▶ [SOURCE MATERIAL]:
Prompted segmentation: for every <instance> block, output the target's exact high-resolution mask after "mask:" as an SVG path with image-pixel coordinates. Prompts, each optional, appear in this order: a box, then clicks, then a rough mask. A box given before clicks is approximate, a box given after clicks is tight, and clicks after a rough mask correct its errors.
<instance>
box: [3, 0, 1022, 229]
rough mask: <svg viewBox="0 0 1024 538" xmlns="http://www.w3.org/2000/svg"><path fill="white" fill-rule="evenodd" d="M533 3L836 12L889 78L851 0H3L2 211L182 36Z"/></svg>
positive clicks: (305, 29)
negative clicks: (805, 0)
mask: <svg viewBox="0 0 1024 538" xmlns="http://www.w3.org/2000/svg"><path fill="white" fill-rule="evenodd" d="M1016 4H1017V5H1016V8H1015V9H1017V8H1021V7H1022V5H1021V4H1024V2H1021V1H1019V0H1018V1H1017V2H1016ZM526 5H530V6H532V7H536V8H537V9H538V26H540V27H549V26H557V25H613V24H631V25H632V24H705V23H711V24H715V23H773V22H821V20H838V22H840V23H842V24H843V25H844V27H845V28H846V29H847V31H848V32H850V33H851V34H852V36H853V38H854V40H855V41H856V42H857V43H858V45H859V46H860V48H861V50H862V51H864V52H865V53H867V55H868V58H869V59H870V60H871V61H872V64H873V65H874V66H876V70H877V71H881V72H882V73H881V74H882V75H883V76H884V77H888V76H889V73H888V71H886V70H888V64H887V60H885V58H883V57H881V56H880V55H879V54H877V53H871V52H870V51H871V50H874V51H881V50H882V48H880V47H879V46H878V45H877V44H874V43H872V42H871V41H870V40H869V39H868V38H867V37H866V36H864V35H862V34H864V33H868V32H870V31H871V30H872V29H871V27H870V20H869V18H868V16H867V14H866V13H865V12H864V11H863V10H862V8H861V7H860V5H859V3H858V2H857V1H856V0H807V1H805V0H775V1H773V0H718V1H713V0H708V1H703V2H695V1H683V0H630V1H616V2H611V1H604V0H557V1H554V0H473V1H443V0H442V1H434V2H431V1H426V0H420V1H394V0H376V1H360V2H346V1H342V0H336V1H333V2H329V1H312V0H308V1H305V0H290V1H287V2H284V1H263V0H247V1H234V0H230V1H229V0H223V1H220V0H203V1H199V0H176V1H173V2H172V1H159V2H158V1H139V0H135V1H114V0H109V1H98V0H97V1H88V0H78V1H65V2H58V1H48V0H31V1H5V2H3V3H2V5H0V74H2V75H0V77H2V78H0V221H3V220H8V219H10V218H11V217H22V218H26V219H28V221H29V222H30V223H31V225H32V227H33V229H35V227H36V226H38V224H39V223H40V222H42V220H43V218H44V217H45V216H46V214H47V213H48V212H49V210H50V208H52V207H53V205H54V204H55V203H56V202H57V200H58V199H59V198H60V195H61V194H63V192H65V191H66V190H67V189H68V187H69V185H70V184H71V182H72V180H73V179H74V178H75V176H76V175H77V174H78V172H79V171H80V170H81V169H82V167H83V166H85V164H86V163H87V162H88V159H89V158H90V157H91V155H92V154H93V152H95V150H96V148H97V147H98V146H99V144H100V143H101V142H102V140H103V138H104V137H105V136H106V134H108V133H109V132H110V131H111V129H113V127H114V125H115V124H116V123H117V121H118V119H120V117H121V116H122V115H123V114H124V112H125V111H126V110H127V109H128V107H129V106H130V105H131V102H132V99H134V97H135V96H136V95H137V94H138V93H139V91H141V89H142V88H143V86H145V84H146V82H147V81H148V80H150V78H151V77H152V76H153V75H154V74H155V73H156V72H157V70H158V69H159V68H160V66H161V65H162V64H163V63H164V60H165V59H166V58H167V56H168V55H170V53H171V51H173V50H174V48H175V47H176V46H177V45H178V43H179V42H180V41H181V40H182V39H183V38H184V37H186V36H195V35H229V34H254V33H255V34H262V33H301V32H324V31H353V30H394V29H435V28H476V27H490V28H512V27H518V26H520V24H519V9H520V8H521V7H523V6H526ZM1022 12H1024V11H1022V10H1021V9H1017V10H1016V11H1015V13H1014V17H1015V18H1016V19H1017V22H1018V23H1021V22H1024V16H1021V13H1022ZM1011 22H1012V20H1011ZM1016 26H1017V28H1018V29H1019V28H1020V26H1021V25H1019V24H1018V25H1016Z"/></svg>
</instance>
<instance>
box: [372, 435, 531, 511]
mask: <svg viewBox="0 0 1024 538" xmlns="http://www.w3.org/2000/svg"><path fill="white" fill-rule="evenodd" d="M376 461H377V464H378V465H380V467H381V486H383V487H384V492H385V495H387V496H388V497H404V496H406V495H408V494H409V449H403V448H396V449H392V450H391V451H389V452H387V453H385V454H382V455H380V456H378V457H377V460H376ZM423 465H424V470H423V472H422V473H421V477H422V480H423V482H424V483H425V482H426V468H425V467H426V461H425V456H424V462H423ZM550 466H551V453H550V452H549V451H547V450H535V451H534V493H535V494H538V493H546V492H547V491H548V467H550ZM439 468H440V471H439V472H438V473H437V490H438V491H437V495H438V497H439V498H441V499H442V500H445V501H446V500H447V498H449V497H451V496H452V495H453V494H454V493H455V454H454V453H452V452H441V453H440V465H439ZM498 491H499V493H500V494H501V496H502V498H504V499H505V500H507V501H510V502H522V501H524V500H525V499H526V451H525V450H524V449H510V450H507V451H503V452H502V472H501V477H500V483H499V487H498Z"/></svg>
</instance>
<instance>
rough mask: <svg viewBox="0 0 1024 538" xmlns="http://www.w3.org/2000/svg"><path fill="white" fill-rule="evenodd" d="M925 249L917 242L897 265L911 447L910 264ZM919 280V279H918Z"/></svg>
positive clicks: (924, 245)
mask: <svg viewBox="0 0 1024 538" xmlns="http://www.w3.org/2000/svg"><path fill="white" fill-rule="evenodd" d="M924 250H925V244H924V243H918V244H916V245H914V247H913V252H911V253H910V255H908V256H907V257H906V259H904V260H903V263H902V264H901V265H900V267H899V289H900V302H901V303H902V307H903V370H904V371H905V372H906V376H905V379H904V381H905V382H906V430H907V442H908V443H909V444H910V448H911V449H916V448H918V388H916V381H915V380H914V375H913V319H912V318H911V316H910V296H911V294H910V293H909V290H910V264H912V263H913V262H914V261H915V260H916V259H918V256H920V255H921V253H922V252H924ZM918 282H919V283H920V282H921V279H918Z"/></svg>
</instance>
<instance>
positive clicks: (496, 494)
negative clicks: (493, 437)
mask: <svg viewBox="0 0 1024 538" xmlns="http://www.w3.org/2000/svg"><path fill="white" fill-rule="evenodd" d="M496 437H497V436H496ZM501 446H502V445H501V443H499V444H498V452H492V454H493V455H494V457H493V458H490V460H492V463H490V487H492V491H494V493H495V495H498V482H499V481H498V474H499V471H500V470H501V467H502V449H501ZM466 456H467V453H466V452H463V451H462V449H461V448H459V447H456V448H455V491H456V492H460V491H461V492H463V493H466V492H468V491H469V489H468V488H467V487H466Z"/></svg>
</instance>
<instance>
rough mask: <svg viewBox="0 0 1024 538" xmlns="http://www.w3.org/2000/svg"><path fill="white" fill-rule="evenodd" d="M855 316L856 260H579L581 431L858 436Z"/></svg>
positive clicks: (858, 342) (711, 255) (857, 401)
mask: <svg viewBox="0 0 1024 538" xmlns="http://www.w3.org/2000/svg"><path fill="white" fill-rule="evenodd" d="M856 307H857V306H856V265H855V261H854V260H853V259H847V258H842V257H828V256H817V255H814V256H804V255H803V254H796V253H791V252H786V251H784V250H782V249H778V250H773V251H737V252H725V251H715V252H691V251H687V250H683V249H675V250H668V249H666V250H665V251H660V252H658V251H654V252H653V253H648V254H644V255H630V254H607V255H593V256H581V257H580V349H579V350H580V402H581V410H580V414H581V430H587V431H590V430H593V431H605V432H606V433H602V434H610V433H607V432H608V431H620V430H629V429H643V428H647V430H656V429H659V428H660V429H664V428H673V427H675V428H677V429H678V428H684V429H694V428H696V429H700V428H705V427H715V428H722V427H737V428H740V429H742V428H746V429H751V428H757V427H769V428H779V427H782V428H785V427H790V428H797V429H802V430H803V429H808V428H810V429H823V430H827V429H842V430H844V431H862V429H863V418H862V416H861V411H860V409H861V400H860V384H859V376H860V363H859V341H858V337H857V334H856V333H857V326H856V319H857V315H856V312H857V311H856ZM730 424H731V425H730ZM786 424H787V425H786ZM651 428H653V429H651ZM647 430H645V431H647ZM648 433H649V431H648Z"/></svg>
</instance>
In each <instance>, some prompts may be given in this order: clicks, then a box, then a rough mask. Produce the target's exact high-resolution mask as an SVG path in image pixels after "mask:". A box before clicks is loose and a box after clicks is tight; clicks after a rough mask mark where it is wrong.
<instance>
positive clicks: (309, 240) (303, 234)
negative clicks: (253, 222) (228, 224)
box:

▶ [ASSIGNED TASK]: Collect every line above that contains the word "negative".

▶ [EXERCISE RESPONSE]:
negative clicks: (805, 0)
negative clicks: (493, 437)
negative clicks: (253, 222) (228, 224)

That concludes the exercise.